SEGMENTO DI TESTO —
____
# Arsenal - Napoli. 1 Ottobre ore 20.45



## Tifo'o (30 Settembre 2013)

Domani 1 Ottobre il Napoli sfiderà l'Arsenal in Champions League. Il Napoli arriva dal 2-1 al San Paolo contro il Dortmund, mentre l'Arsenal ha vinto la sua prima partita di coppa contro il Marasiglia in Francia, sempre per 2-1. L'Arsenal è prima in Premier League.

*Dove vedere la partita in tv?
*_Arsenal - Napoli sarà trasmessa su Sky Calcio e Mediaset Premium_.

Fischio d'inizio: ore 20.45


----------



## MaggieCloun (30 Settembre 2013)

*I convocati del Napoli:*

Rafael, Reina, Colombo, Albiol, Britos, Cannavaro, Fernandez, Armero, Behrami, Dzemaili, Hamsik, Inler, Mesto, Radosevic, Zuniga, Callejon, Mertens, Higuain, Insigne, Pandev, Duvan.


----------



## Snape (30 Settembre 2013)

Dai arsenal. Forza.


----------



## Angstgegner (30 Settembre 2013)

L'Arsenal è in un gran momento, non sarà affatto facile per il Napoli.
Spero vinca il Napoli, voglio vedere fuori l'inutile Arsenal.


----------



## Ronaldinho_89 (30 Settembre 2013)

Spero nel 2.


----------



## Il Giovine 77 (30 Settembre 2013)

avanti napoli !!!!


----------



## Darren Marshall (30 Settembre 2013)

Dura per il Napoli questa, se riesce a strappare un punto per me è già un successo.
____
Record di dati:
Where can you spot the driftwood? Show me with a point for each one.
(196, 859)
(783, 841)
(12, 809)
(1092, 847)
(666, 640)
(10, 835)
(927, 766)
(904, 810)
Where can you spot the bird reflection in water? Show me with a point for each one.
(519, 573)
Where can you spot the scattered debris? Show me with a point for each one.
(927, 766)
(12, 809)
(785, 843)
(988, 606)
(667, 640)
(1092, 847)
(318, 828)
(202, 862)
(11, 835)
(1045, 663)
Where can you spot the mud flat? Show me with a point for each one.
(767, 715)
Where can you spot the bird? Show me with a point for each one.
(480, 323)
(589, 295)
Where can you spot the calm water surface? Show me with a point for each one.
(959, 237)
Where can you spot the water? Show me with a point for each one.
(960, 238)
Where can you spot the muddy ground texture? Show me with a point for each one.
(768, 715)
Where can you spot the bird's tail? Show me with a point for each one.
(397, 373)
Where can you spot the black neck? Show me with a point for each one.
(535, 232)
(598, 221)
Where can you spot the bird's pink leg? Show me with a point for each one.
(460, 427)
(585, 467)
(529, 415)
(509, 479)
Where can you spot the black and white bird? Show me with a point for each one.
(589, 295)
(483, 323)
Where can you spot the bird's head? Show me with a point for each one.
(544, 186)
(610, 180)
____
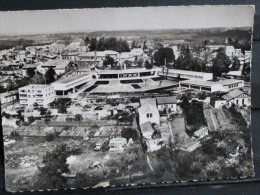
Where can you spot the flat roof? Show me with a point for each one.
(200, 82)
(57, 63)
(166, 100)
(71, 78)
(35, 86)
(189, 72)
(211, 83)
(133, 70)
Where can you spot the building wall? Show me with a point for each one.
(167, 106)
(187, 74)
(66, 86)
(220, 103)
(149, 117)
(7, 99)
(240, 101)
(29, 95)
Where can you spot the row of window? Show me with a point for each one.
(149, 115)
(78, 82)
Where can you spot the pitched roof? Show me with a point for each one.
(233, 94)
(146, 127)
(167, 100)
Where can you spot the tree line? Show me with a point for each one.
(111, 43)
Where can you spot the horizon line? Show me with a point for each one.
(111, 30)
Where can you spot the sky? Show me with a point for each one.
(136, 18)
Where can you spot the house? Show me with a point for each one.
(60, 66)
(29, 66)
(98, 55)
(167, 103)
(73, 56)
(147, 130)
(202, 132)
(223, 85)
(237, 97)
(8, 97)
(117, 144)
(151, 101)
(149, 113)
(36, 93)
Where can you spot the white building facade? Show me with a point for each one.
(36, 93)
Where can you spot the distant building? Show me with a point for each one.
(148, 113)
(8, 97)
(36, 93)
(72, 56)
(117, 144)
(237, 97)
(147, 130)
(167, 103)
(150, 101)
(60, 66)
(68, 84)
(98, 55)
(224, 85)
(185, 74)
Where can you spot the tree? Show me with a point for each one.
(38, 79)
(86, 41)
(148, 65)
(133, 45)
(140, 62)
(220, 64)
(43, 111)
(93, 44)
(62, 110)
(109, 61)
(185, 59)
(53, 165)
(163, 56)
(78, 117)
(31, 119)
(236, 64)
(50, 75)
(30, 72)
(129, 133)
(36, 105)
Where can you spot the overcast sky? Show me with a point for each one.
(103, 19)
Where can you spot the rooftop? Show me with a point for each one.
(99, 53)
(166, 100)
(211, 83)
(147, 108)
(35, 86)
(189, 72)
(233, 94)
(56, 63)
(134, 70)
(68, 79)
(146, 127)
____
ESERCIZIO SCRITTO A —
Indica se ciascuna affermazione concorda con la discussione sulla partita Arsenal-Napoli, rispondendo sì o no e citando alla lettera le parole decisive: (i) la partita sarà trasmessa su Sky Calcio e Mediaset Premium; (ii) l'Arsenal è seconda in Premier League; (iii) il fischio d'inizio è previsto alle 21.00.
ESERCIZIO SCRITTO B —
Secondo la discussione sulla partita Arsenal-Napoli, in quale paese l'Arsenal ha vinto la sua prima partita di coppa?
I dati costituiscono materiale a sé, distinto dal testo.

RISPOSTA CORRETTA A —
(i) Sì: «Arsenal - Napoli sarà trasmessa su Sky Calcio e Mediaset Premium».
(ii) No: «L'Arsenal è prima in Premier League».
(iii) No: «Fischio d'inizio: ore 20.45».

RISPOSTA CORRETTA B —
In Francia, per 2-1.